== Action item ==
Could you write the next paragraph of the essay below on Elizabeth Dole as a post-feminist, starting after its final sentence?
-- Text shown follows --
Dole as Post-Feminist
 As early as 1983, Bob Dole called his wife a "sensible feminist." She had by then been a champion of certain kinds of rights for women; as her biographer chronicles, "For years Elizabeth Dole had been a backer of the Equal Rights Amendment and other measures to obtain equality for women. At the FTC she maintained her special interest in women's issues, such as receiving fair consideration for credit cards and loans."36 Dole fits the model of a post-feminist almost perfectly; as USNews and World Report states, "By marrying at 39 and not having children, she broke with the norms of the day…Asked if she considers herself a feminist, she told U.S. News: 'I think if it means that you had some sort of prepackaged answers that are handed down by the political correctness club, no. But if it means that you want equal opportunity for women, more freedom for women–absolutely.'"37 While Dole shies away from heavy use of the language of choice (because she is pro-life), she is quick to appeal to women's rights to embrace whatever lifestyle suits them; asTime reports "some feminists have criticized her for suspending her own career to help her husband's. Her response: 'What we women fought for was the ability to make decisions as to what we feel is best for ourselves and our family.'" Dole uses the ideology of post-feminist conservatism to advance her own standing in the public eye.
 The question must be asked, then, whether this formulation of choice is adequate to feminist politics. One anonymous reviewer of this essay very helpfully pointed out that this formulation of post-feminism is utterly in keeping with classical liberal incarnations. As s/he saw it, the fact that we now see that vision as conservative suggests that there has been a real political sea-change within feminism. I couldn't agree more. To my thinking, liberal formulations of feminism rest on assumptions about subjectivity and politics that no longer address women's liberation. In keeping with a growing feminist consensus that the "post-feminist" ideologies of women like Daphne Patai, Noretta Koertge, Christina Hoff Sommers, Rene Denfeld, Elizabeth Fox-Genovese are not feminist but rather are formulations of sexism wrapped in a thin veneer of feminist rhetoric. I have argued elsewhere that using only the tools provided by liberalism limits the liberating capacity and vision of feminism. Nowhere is this critique more true, I suggest, than in the politics of Elizabeth Dole.
-- Text shown concluded --
-- Data extract follows --
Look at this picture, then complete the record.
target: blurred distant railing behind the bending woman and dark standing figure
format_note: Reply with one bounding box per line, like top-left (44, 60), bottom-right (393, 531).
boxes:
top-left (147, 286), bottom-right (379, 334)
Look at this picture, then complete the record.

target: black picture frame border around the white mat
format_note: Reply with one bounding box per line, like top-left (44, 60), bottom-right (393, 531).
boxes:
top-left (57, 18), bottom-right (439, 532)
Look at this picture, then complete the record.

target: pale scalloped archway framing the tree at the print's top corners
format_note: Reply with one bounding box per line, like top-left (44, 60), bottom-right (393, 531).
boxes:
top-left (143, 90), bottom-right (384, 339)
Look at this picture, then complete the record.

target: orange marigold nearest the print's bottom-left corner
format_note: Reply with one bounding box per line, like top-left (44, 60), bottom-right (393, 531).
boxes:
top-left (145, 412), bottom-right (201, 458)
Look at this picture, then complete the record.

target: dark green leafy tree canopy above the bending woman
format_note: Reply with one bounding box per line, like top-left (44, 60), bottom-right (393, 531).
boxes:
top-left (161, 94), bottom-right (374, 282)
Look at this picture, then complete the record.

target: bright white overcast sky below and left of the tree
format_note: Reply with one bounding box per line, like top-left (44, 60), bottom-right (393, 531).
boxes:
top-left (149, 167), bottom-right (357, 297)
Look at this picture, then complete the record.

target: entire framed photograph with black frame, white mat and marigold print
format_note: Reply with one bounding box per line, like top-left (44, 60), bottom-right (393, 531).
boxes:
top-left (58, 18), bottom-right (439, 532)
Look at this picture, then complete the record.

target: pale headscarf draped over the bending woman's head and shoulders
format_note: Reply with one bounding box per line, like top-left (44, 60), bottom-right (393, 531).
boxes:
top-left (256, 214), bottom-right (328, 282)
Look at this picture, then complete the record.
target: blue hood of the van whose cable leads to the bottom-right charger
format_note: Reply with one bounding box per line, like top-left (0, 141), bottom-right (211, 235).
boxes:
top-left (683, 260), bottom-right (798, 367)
-- Data extract concluded --
-- Data extract follows --
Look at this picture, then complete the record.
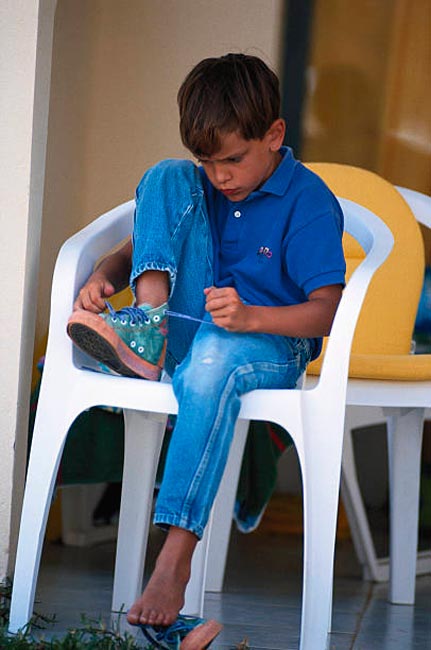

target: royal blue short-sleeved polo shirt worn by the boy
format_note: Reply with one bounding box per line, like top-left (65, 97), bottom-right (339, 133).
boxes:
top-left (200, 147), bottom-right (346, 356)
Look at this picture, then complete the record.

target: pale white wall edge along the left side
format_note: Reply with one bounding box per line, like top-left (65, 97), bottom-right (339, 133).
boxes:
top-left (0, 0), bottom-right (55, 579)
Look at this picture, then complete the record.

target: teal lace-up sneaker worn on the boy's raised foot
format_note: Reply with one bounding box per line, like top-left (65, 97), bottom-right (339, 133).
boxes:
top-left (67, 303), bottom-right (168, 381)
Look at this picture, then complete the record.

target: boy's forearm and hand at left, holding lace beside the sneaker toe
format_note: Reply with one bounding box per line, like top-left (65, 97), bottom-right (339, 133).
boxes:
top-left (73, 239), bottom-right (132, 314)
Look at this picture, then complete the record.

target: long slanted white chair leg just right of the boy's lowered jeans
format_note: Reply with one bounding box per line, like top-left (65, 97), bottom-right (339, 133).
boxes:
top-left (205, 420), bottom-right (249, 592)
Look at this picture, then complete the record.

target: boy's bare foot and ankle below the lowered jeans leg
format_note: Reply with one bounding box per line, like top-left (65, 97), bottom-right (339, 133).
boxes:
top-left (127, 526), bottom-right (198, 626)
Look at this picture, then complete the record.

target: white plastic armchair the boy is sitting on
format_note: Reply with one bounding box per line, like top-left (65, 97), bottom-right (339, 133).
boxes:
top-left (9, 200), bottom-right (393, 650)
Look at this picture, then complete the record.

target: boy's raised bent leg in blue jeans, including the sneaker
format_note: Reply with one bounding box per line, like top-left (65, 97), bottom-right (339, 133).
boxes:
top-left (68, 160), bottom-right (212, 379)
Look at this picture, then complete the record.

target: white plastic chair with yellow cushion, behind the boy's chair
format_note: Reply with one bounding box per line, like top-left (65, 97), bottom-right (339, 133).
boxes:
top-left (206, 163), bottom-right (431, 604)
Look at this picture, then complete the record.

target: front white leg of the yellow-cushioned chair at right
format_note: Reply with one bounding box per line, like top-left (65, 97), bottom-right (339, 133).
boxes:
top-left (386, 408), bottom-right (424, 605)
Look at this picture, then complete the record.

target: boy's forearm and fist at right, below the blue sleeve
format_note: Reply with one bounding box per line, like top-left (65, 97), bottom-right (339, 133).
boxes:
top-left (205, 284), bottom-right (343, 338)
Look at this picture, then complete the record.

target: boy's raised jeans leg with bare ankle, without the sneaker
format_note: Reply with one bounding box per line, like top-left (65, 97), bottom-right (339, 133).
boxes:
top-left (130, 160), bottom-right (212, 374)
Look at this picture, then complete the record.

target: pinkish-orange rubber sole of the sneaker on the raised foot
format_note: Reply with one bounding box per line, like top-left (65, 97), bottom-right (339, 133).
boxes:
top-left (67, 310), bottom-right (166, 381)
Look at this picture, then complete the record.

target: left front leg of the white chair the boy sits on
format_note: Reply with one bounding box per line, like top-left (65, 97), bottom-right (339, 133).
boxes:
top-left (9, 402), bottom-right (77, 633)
-- Data extract concluded --
== Answer section ==
 It is important to note that both conservative Christian and conservative secular women can identify with Dole, an alliance which swells her popularity enormously. However, while secular post-feminists may disagree with certain Christian configurations (and vice versa), neither faction, in Dole's case, is fully aware of the other. As Time reports it, "on the campaign trail, when Dole speaks to audiences about her commitment to politics, she does not mention God. And when she talks to religious audiences about her commitment to God, she does not mention politics."38 Thus, although the two strategies rely on different sets of practices, principles, and languages, and although they may be unaware of each other's existence, both ideologies encourage a similar outcome. For both of these discourses, analyses that point to women's structural oppression are trivialized in favor of claims which view women as equal or superior. Moreover, the underlying goal of both strategies enforces the conviction that women's place is in the home, raising her children and caring for her husband. Working outside the home, in the rhetoric of many these conservative women, is unnecessary, unfulfilling, and unlady-like.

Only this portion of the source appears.